**TASK DETAILS:**
Output the stretch from the line containing "trace: signal pole" through the line containing "24 L 22 0 L", both included, as a Markdown table with columns Number and Line, numbering each row. Leave out blank lines and pictures.

**INFORMATION PROVIDED:**
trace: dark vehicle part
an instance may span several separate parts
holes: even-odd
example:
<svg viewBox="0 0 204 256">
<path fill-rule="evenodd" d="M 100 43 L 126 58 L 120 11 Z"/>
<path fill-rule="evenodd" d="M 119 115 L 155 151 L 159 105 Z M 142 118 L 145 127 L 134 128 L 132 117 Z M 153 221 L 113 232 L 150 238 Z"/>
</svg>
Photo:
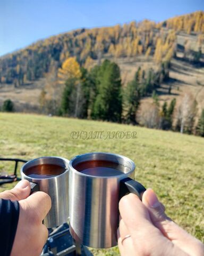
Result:
<svg viewBox="0 0 204 256">
<path fill-rule="evenodd" d="M 13 174 L 0 173 L 0 186 L 21 180 L 17 177 L 18 163 L 27 163 L 27 160 L 0 158 L 0 161 L 15 162 Z M 41 256 L 92 256 L 92 254 L 86 247 L 75 243 L 70 233 L 70 228 L 67 223 L 55 229 L 50 228 L 48 230 L 48 238 L 43 247 Z"/>
</svg>

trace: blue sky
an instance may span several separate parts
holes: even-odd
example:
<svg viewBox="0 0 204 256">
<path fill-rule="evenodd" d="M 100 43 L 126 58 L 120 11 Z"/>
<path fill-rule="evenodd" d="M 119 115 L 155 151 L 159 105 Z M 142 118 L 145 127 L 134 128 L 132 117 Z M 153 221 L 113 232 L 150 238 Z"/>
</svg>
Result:
<svg viewBox="0 0 204 256">
<path fill-rule="evenodd" d="M 75 28 L 159 21 L 203 7 L 203 0 L 0 0 L 0 55 Z"/>
</svg>

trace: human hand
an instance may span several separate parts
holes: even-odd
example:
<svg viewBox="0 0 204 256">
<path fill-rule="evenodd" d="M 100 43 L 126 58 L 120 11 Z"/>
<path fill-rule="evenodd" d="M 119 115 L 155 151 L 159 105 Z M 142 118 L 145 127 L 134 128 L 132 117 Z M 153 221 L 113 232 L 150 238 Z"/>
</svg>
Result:
<svg viewBox="0 0 204 256">
<path fill-rule="evenodd" d="M 26 180 L 0 193 L 1 198 L 19 203 L 19 222 L 11 256 L 39 256 L 48 237 L 42 220 L 50 209 L 50 198 L 44 192 L 29 196 L 30 193 L 30 183 Z"/>
<path fill-rule="evenodd" d="M 122 256 L 204 255 L 204 245 L 165 214 L 152 189 L 144 193 L 142 202 L 133 194 L 124 196 L 119 210 Z"/>
</svg>

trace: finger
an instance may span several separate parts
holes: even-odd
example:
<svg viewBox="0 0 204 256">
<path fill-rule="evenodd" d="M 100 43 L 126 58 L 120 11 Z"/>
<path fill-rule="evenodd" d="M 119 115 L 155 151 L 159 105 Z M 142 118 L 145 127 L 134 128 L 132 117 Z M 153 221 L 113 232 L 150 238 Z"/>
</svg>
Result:
<svg viewBox="0 0 204 256">
<path fill-rule="evenodd" d="M 0 198 L 12 201 L 27 198 L 30 193 L 30 182 L 26 180 L 21 180 L 14 188 L 0 193 Z"/>
<path fill-rule="evenodd" d="M 44 192 L 38 191 L 32 194 L 26 199 L 30 210 L 33 212 L 40 221 L 42 221 L 51 208 L 51 198 Z"/>
<path fill-rule="evenodd" d="M 43 246 L 44 246 L 48 237 L 49 233 L 47 228 L 44 225 L 42 225 L 42 234 L 43 234 L 43 237 L 42 237 Z"/>
<path fill-rule="evenodd" d="M 118 230 L 120 236 L 123 238 L 129 234 L 129 230 L 125 226 L 125 224 L 122 219 L 120 221 Z"/>
<path fill-rule="evenodd" d="M 171 220 L 165 214 L 165 206 L 159 201 L 151 188 L 148 188 L 144 191 L 142 196 L 142 203 L 148 207 L 153 223 L 167 219 Z"/>
<path fill-rule="evenodd" d="M 195 246 L 198 246 L 200 244 L 200 241 L 179 227 L 166 215 L 164 206 L 159 202 L 152 189 L 149 188 L 144 192 L 142 202 L 148 207 L 154 225 L 178 247 L 190 255 L 191 253 L 193 254 Z"/>
<path fill-rule="evenodd" d="M 124 238 L 129 235 L 129 231 L 123 220 L 121 219 L 117 229 L 117 243 L 121 255 L 134 255 L 134 249 L 131 237 Z"/>
<path fill-rule="evenodd" d="M 119 210 L 128 230 L 134 232 L 145 225 L 152 226 L 149 212 L 139 197 L 132 193 L 123 196 L 119 202 Z"/>
</svg>

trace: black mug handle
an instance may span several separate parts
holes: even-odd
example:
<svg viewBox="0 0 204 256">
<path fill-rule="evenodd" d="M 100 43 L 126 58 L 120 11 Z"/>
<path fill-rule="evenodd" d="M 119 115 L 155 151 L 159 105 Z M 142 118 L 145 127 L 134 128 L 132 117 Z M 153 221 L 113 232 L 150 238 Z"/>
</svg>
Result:
<svg viewBox="0 0 204 256">
<path fill-rule="evenodd" d="M 33 192 L 39 191 L 40 188 L 39 187 L 39 184 L 38 183 L 30 182 L 30 184 L 31 188 L 30 195 Z"/>
<path fill-rule="evenodd" d="M 126 178 L 121 180 L 120 199 L 128 194 L 133 193 L 142 200 L 143 193 L 146 190 L 144 187 L 138 181 L 129 177 Z"/>
</svg>

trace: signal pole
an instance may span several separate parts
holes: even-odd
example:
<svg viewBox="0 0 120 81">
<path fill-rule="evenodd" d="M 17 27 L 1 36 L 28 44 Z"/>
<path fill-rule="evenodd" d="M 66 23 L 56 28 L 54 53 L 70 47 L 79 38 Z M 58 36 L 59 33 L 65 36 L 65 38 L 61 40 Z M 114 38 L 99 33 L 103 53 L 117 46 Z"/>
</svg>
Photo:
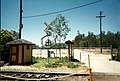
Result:
<svg viewBox="0 0 120 81">
<path fill-rule="evenodd" d="M 21 32 L 22 32 L 22 28 L 23 28 L 23 24 L 22 24 L 22 0 L 20 0 L 20 24 L 19 24 L 19 39 L 21 39 Z"/>
<path fill-rule="evenodd" d="M 100 16 L 96 16 L 96 18 L 100 18 L 100 52 L 102 53 L 102 17 L 105 17 L 102 15 L 102 11 L 100 11 Z"/>
</svg>

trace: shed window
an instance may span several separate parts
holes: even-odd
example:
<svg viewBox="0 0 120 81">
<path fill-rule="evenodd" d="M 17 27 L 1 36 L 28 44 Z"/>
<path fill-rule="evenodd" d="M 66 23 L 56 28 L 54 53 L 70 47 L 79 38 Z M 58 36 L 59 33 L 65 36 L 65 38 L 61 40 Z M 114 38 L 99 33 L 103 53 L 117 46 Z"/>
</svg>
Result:
<svg viewBox="0 0 120 81">
<path fill-rule="evenodd" d="M 27 49 L 30 49 L 30 45 L 27 45 Z"/>
</svg>

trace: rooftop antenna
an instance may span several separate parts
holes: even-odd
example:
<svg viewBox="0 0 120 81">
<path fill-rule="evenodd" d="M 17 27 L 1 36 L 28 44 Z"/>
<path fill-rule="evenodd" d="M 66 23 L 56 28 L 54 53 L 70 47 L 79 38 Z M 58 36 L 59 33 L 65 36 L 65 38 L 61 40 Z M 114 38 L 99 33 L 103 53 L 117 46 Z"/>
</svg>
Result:
<svg viewBox="0 0 120 81">
<path fill-rule="evenodd" d="M 20 0 L 20 24 L 19 24 L 19 39 L 21 39 L 21 32 L 22 32 L 22 28 L 23 28 L 23 24 L 22 24 L 22 0 Z"/>
</svg>

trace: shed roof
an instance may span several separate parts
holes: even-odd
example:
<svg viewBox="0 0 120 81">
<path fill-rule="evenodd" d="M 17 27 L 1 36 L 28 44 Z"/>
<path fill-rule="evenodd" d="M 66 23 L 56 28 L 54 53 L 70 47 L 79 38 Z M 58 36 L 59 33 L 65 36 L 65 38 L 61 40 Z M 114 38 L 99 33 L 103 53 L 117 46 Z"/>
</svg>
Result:
<svg viewBox="0 0 120 81">
<path fill-rule="evenodd" d="M 25 39 L 17 39 L 17 40 L 14 40 L 14 41 L 10 41 L 7 43 L 8 45 L 11 45 L 11 44 L 33 44 L 32 42 L 29 42 Z"/>
</svg>

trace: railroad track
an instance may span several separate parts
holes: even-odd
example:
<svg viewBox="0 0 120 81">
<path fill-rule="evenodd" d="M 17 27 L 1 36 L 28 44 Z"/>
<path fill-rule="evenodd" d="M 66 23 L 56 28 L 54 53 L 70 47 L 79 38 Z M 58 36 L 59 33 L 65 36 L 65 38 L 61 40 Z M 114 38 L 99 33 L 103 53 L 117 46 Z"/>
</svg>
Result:
<svg viewBox="0 0 120 81">
<path fill-rule="evenodd" d="M 71 74 L 71 73 L 44 73 L 44 72 L 17 72 L 17 71 L 0 71 L 1 80 L 57 80 L 70 76 L 89 76 L 89 74 Z"/>
</svg>

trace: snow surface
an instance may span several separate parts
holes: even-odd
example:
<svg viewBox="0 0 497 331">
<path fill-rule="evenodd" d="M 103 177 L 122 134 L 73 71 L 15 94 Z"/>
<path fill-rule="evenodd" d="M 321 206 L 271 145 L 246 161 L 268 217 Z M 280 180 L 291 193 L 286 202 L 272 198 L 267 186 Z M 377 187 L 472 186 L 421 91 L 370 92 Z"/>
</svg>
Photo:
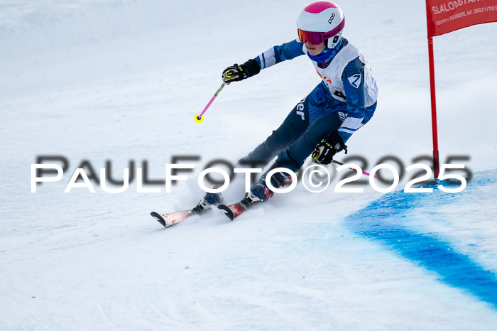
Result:
<svg viewBox="0 0 497 331">
<path fill-rule="evenodd" d="M 224 67 L 295 38 L 305 4 L 0 1 L 0 330 L 497 329 L 496 23 L 435 38 L 442 159 L 469 156 L 474 173 L 461 193 L 300 186 L 231 223 L 168 229 L 149 213 L 196 203 L 194 174 L 172 193 L 63 193 L 83 160 L 117 178 L 147 160 L 163 180 L 173 156 L 200 156 L 197 173 L 251 151 L 319 82 L 305 57 L 193 116 Z M 425 4 L 339 4 L 380 88 L 349 151 L 366 170 L 410 165 L 432 149 Z M 42 155 L 69 170 L 31 193 Z"/>
</svg>

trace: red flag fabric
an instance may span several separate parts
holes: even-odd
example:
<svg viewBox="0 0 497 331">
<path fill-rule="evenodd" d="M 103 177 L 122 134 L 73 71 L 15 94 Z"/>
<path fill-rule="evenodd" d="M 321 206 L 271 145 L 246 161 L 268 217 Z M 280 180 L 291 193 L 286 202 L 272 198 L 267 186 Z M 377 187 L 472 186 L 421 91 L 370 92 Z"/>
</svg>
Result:
<svg viewBox="0 0 497 331">
<path fill-rule="evenodd" d="M 497 0 L 426 0 L 428 37 L 497 22 Z"/>
</svg>

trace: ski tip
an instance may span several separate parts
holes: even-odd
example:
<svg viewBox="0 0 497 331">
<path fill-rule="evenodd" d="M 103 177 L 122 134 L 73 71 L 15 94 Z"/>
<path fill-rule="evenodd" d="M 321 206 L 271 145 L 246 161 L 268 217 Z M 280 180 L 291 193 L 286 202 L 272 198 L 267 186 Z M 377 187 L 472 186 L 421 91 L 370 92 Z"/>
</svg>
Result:
<svg viewBox="0 0 497 331">
<path fill-rule="evenodd" d="M 163 227 L 168 227 L 168 226 L 165 224 L 165 220 L 164 220 L 164 219 L 163 218 L 162 216 L 160 216 L 160 215 L 159 215 L 158 213 L 157 213 L 155 212 L 152 212 L 150 213 L 150 215 L 152 217 L 157 219 L 158 221 L 158 222 L 163 225 Z"/>
<path fill-rule="evenodd" d="M 222 210 L 224 215 L 229 219 L 230 221 L 232 221 L 234 218 L 235 218 L 235 215 L 233 214 L 233 211 L 229 209 L 229 207 L 226 206 L 226 205 L 219 205 L 217 206 L 217 209 Z"/>
</svg>

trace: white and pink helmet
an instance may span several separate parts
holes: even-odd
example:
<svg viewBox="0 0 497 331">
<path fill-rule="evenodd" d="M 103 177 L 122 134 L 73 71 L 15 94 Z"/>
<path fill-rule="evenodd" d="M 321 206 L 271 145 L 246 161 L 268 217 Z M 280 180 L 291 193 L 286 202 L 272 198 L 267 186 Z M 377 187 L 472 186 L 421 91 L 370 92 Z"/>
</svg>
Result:
<svg viewBox="0 0 497 331">
<path fill-rule="evenodd" d="M 302 43 L 319 45 L 327 39 L 328 48 L 333 48 L 339 43 L 344 26 L 344 13 L 332 1 L 308 4 L 297 18 L 297 31 Z"/>
</svg>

**EXPECTED OUTPUT:**
| Number | Line |
|---|---|
| 1 | trace: signal pole |
| 2 | an instance may span several separate parts |
| 3 | holes: even-odd |
| 4 | example: |
| 5 | <svg viewBox="0 0 120 81"> |
| 6 | <path fill-rule="evenodd" d="M 17 27 L 1 36 L 28 44 Z"/> |
| 7 | <path fill-rule="evenodd" d="M 66 23 L 56 28 L 54 53 L 70 47 L 79 38 Z M 58 36 L 59 33 L 65 36 L 65 38 L 61 40 Z M 114 38 L 99 33 L 103 53 L 117 46 Z"/> |
| 8 | </svg> |
| 9 | Photo: |
| 10 | Result: |
| 11 | <svg viewBox="0 0 120 81"> |
| 12 | <path fill-rule="evenodd" d="M 21 32 L 22 32 L 22 28 L 23 28 L 23 24 L 22 24 L 22 0 L 20 0 L 20 24 L 19 24 L 19 39 L 21 39 Z"/> |